• **WORK REQUIRED**
Filter the records below and copy out every line that contains the string "like", leaving each line unchanged.

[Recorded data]

■ ■ ■ ■ ■ ■ ■

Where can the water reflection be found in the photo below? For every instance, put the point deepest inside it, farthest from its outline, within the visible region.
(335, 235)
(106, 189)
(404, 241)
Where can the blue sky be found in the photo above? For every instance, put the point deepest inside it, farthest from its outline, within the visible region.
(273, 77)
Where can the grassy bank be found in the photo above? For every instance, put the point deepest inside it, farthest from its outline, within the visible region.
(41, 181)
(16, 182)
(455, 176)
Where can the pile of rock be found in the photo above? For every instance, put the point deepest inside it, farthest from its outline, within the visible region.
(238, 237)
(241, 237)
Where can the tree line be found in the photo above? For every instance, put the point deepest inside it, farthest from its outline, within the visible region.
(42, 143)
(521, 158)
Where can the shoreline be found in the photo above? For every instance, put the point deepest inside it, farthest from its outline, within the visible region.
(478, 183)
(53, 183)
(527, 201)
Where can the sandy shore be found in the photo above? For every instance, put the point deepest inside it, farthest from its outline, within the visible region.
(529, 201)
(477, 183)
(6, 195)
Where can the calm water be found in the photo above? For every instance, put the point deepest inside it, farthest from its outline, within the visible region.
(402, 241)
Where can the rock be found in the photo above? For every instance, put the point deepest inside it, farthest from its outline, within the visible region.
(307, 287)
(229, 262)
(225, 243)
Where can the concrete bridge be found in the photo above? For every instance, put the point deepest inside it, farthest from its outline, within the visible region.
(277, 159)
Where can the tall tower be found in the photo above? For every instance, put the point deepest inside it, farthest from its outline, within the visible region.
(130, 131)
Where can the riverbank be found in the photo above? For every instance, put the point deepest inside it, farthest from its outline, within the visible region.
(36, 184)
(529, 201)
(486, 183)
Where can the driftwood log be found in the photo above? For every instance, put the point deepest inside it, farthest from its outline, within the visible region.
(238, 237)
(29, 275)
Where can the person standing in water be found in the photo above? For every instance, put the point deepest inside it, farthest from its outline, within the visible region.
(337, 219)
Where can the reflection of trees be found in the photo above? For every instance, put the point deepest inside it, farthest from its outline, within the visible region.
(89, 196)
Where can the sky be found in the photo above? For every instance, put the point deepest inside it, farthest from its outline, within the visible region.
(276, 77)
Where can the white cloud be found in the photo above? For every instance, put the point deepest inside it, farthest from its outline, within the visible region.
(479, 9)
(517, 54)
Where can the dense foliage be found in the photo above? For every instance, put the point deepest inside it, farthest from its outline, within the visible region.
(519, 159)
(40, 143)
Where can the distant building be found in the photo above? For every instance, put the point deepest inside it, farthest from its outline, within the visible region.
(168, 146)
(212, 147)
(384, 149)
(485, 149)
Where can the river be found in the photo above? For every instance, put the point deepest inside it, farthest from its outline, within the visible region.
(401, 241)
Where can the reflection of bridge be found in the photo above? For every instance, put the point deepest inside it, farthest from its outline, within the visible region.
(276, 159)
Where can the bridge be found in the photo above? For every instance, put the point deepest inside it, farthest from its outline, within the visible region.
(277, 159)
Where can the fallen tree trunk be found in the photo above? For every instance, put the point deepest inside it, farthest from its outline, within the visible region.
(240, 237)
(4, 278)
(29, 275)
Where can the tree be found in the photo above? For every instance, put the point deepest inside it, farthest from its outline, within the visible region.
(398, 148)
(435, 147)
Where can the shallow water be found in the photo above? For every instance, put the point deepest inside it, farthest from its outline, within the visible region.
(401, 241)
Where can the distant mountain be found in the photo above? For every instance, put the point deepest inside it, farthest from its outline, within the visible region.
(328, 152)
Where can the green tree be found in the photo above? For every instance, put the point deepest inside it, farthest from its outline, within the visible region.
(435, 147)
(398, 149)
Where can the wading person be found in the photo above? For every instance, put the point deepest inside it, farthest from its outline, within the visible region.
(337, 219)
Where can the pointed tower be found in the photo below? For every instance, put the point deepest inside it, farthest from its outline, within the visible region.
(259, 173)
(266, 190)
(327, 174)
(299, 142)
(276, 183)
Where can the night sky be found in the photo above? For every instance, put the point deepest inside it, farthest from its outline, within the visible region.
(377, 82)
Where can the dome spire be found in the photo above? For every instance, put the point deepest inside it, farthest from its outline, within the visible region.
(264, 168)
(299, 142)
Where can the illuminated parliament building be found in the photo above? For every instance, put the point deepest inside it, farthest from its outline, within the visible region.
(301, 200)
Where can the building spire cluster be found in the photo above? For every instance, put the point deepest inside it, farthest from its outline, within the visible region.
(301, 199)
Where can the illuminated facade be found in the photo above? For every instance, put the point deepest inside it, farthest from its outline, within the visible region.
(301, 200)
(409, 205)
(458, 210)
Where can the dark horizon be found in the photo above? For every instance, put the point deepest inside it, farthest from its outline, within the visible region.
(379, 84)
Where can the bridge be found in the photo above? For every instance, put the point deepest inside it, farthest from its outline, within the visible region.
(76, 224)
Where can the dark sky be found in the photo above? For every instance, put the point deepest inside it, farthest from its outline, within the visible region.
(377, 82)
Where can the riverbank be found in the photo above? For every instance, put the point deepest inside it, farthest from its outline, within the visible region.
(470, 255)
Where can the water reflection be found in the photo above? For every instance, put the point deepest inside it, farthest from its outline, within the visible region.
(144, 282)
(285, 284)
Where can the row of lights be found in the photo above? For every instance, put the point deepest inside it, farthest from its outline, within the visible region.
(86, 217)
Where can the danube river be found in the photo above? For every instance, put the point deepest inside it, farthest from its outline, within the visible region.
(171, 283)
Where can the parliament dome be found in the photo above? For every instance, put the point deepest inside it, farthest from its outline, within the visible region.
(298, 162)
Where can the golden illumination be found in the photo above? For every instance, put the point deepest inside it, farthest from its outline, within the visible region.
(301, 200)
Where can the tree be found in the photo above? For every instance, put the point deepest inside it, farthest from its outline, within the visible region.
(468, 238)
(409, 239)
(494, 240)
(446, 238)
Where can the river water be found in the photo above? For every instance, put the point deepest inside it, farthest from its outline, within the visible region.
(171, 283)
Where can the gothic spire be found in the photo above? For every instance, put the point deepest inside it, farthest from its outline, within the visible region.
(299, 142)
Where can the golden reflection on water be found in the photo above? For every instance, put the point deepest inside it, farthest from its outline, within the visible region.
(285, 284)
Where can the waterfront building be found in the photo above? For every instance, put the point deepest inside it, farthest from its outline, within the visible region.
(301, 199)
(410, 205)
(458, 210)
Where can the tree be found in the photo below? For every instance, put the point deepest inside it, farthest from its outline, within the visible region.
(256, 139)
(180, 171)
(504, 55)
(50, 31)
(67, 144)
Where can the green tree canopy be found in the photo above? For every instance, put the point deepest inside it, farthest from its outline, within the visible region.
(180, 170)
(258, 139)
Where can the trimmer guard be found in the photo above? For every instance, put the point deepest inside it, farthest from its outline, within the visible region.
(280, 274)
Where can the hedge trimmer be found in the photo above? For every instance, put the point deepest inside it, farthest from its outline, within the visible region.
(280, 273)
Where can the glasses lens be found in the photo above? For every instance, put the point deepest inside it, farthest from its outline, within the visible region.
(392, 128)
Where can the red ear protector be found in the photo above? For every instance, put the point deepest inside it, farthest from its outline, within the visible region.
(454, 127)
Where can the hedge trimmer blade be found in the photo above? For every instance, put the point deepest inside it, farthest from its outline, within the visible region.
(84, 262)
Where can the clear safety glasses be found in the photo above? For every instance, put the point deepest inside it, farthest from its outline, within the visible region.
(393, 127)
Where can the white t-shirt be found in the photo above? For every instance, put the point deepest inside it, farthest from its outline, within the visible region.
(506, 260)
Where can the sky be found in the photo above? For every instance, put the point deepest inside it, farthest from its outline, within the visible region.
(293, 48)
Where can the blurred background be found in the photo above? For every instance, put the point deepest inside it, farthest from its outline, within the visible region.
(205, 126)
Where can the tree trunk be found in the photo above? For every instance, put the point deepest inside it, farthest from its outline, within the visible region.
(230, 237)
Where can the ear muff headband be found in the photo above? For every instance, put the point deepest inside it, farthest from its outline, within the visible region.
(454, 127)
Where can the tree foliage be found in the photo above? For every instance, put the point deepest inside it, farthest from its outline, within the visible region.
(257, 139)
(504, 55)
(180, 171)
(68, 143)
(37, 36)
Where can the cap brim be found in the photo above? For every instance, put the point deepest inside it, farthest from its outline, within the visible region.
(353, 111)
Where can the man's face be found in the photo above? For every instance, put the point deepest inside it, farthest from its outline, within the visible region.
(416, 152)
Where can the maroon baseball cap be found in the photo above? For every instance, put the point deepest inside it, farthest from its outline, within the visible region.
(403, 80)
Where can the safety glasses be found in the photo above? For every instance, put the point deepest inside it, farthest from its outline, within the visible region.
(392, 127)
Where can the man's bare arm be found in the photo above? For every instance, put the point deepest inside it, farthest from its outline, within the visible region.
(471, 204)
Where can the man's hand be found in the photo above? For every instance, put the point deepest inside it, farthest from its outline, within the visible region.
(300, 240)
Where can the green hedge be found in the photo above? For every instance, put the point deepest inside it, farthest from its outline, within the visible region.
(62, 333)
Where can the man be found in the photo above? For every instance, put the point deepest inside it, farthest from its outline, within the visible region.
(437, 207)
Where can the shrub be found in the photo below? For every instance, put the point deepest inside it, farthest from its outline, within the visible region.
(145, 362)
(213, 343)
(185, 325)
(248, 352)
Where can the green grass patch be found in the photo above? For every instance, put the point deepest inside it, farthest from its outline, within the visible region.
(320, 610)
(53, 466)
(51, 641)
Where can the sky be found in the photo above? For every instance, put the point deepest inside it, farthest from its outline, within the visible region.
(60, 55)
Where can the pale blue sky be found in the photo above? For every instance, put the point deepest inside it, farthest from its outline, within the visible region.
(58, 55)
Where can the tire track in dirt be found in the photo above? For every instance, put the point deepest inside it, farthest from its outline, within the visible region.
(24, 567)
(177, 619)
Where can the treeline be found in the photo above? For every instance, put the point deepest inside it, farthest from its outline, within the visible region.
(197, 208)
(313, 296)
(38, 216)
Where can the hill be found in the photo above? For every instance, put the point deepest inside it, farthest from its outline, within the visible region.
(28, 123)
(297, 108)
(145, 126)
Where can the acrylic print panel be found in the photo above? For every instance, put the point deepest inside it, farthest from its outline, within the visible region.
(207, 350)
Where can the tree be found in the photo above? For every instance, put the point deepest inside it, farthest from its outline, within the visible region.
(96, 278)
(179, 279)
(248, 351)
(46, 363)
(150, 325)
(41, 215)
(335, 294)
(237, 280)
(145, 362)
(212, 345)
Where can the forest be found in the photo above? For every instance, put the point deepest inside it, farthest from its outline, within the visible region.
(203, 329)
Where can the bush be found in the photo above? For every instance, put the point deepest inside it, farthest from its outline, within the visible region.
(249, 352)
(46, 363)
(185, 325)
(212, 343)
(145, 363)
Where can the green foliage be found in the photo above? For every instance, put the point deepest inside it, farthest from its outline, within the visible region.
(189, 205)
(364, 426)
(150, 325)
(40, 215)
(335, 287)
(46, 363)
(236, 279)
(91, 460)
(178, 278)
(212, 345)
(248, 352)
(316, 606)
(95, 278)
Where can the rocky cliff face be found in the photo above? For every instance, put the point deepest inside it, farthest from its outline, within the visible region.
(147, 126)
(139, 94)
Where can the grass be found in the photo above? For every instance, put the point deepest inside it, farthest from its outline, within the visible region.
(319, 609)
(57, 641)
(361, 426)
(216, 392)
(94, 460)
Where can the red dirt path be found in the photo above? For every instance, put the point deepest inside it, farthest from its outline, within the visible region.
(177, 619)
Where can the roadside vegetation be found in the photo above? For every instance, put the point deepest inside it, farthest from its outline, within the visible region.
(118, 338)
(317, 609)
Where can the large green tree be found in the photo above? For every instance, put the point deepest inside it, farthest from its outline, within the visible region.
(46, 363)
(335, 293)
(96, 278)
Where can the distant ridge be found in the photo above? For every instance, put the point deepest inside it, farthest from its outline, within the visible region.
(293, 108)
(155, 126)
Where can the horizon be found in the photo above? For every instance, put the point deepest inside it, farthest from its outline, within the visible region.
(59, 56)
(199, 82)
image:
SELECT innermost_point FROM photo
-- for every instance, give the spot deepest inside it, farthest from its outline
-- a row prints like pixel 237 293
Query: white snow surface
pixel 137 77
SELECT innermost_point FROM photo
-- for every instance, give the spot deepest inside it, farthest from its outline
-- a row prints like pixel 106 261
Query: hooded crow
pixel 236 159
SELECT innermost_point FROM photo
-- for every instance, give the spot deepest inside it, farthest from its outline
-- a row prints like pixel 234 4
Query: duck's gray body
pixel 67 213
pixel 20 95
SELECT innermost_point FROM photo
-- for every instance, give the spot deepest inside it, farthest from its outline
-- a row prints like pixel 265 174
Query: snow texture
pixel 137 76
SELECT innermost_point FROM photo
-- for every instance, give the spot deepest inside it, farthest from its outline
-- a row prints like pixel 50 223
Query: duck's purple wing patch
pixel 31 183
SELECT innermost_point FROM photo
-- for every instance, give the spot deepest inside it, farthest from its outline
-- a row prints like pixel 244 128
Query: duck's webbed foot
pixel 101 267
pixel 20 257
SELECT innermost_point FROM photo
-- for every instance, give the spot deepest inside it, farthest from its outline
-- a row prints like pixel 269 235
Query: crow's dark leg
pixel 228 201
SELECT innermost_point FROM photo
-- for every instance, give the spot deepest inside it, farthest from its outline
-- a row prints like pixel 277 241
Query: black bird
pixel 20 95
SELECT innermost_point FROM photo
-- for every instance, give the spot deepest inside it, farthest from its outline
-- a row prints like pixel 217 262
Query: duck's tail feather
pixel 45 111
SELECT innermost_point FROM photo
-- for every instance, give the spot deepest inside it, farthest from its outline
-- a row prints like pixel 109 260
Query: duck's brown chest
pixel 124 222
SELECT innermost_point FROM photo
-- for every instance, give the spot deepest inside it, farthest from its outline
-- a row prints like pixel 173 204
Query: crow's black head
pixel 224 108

■ ■ ■ ■ ■ ■ ■

• **EXPECTED ANSWER**
-- a row prints like pixel 237 293
-- a row prints like pixel 106 261
-- a row prints like pixel 234 4
-- a row prints like pixel 265 174
-- a row prints like pixel 50 223
-- a row prints like pixel 244 128
-- a row prints like pixel 269 235
-- a row prints like pixel 277 241
-- a row prints like pixel 217 262
-- a row prints like pixel 109 260
-- a row prints like pixel 173 204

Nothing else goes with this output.